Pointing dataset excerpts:
▬▬▬▬▬▬▬▬▬▬
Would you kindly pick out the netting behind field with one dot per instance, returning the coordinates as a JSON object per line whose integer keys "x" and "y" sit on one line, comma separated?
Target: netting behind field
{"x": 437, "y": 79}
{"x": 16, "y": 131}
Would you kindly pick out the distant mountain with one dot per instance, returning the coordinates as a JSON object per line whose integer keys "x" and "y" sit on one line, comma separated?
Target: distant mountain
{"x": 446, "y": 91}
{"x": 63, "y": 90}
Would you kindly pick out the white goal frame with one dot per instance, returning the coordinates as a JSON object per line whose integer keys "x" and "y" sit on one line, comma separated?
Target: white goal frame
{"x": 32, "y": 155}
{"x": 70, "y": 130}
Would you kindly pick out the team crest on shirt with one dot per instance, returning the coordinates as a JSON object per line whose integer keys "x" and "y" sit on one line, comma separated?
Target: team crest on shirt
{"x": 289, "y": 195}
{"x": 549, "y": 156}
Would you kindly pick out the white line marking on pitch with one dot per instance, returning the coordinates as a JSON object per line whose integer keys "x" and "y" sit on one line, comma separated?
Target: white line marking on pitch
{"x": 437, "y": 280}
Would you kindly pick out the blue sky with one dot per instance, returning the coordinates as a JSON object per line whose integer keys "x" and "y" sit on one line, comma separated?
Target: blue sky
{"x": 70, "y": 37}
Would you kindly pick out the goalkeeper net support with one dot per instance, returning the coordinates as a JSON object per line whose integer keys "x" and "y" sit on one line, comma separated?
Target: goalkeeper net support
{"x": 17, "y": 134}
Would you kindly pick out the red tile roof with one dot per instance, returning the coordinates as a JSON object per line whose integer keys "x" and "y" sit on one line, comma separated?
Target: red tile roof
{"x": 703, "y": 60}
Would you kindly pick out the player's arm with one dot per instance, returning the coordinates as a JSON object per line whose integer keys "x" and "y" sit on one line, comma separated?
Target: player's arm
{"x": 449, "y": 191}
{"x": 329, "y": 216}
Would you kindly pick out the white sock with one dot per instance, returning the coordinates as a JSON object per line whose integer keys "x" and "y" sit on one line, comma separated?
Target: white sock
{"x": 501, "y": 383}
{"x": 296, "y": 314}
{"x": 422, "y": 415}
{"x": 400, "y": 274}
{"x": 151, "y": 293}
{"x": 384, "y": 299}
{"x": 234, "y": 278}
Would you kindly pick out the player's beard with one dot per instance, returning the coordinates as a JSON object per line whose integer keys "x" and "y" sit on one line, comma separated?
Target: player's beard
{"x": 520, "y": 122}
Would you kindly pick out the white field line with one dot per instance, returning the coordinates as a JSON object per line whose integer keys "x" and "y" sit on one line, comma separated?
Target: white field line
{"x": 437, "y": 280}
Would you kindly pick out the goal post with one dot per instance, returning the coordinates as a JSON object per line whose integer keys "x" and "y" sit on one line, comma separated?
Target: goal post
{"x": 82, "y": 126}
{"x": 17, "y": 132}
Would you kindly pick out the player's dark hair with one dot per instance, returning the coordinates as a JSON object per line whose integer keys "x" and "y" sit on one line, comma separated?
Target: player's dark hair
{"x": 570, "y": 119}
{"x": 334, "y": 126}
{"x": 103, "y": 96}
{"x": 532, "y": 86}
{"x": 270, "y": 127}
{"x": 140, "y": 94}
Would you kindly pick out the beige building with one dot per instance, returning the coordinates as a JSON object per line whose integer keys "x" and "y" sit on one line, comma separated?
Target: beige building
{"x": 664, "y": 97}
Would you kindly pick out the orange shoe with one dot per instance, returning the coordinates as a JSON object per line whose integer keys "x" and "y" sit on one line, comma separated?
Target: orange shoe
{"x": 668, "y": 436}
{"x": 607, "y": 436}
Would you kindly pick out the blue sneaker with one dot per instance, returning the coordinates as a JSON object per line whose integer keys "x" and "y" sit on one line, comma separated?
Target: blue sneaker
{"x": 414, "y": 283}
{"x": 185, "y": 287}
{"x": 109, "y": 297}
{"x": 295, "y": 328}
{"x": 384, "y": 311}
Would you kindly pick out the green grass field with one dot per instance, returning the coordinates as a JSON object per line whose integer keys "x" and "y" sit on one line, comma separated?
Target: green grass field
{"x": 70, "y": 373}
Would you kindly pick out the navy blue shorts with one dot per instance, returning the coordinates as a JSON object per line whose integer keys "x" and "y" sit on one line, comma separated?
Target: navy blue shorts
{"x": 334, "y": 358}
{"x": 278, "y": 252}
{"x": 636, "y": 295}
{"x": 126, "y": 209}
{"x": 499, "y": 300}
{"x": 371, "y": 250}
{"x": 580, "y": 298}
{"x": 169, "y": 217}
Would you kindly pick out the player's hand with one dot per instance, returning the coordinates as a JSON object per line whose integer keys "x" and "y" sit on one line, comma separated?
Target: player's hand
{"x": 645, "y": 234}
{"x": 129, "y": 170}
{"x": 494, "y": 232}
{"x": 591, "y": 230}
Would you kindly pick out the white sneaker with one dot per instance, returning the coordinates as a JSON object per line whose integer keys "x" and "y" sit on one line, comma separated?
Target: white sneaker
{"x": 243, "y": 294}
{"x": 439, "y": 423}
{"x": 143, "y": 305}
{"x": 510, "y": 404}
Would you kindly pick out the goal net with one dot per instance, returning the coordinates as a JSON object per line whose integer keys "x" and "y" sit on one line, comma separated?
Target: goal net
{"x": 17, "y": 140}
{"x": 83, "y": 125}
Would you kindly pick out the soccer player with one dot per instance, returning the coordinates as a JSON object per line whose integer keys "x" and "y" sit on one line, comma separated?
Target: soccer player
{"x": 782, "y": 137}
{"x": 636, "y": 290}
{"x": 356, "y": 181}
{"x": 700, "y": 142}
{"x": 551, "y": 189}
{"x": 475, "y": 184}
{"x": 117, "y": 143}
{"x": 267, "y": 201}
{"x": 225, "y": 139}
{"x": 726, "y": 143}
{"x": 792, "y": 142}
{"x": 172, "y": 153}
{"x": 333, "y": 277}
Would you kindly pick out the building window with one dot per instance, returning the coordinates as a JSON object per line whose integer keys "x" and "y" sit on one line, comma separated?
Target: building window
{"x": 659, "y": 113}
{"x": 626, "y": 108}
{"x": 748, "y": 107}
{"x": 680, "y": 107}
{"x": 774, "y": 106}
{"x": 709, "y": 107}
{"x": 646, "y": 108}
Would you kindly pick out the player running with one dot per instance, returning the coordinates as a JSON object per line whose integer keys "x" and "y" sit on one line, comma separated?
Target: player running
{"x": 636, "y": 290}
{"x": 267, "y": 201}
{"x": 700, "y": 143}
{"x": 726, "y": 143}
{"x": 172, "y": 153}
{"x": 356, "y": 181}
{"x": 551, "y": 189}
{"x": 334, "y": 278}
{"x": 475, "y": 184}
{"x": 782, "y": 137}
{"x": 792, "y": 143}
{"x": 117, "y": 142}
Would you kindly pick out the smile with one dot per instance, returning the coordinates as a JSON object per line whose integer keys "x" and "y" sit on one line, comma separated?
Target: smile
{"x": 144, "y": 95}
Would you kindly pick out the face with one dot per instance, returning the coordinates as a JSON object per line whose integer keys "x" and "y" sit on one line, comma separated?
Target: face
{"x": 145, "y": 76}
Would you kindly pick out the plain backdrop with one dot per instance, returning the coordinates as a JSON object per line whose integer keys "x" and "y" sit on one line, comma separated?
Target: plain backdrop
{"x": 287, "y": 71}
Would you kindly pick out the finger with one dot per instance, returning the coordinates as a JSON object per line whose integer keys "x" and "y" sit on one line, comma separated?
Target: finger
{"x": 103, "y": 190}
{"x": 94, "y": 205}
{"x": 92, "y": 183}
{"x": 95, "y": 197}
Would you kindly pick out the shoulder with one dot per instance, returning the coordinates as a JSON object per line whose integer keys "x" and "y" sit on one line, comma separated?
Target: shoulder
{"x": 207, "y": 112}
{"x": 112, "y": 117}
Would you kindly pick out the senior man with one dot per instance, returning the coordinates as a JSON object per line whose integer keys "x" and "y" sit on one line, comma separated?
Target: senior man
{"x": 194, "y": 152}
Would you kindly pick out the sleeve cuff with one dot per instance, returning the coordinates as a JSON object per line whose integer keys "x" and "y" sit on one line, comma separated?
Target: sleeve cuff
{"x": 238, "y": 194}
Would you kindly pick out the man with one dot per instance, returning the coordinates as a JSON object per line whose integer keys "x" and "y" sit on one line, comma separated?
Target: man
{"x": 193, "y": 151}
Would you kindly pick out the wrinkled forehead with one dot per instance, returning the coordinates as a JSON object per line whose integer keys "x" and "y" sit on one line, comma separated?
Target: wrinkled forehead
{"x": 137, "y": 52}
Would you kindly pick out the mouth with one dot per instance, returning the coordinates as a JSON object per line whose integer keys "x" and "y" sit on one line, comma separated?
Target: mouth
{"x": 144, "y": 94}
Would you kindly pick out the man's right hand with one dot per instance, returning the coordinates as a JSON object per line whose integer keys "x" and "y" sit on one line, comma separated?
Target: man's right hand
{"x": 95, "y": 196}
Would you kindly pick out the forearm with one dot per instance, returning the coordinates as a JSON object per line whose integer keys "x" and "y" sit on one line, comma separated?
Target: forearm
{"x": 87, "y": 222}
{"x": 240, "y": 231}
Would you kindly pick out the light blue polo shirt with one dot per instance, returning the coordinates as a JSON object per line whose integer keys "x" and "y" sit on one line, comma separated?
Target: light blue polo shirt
▬▬▬▬▬▬▬▬▬▬
● AIM
Beginning at the line that holds "Would you kindly pick out the man's", reproduce each line of the records above down to and including the last one.

● THE RESPONSE
Would you kindly pick out the man's right hand with one dot per instance, returning the coordinates as a JSON object per line whose integer keys "x" and "y" sit on one line, comma separated?
Target: man's right hand
{"x": 95, "y": 196}
Would you kindly pick out the forearm with one dot per instance, returning the coordinates as a JSON object per line whose integer keys "x" and "y" sit on one line, comma separated?
Target: forearm
{"x": 87, "y": 222}
{"x": 240, "y": 231}
Would you kindly pick out the light blue polo shirt with one dot per instance, returning the coordinates as a JSON object per line whose integer keys "x" and "y" sit on one line, comma separated?
Target: light blue polo shirt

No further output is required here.